Your task => Please tally the lines in the rows below that contain the string "neck", treating uppercase and lowercase as different. Reply with the number alone.

Excerpts of pointing data =>
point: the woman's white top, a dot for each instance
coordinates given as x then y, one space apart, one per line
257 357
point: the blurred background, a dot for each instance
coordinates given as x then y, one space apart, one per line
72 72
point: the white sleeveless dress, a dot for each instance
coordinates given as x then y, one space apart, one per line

...

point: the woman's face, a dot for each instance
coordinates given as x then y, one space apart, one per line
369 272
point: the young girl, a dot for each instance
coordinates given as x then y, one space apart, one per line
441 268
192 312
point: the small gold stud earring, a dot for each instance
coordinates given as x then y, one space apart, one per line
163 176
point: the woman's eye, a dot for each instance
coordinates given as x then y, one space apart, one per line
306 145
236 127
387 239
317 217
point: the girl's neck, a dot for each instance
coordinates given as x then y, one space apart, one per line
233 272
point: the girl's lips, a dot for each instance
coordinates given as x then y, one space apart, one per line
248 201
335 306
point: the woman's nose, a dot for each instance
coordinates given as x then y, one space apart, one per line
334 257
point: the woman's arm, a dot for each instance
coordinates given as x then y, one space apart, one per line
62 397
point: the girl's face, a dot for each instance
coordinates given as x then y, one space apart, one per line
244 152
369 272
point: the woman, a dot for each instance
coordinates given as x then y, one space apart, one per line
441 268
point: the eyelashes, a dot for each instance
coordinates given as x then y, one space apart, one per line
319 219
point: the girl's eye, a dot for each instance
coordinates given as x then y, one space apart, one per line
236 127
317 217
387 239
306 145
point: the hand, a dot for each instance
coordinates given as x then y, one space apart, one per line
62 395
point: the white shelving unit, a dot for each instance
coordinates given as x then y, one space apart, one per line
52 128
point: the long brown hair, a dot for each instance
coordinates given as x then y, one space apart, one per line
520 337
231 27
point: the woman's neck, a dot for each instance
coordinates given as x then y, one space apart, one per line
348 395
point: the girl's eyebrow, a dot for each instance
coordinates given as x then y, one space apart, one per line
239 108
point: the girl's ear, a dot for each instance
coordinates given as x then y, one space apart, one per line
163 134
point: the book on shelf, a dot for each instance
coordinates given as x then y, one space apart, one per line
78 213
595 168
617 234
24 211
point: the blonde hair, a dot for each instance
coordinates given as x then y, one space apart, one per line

Written solution => 2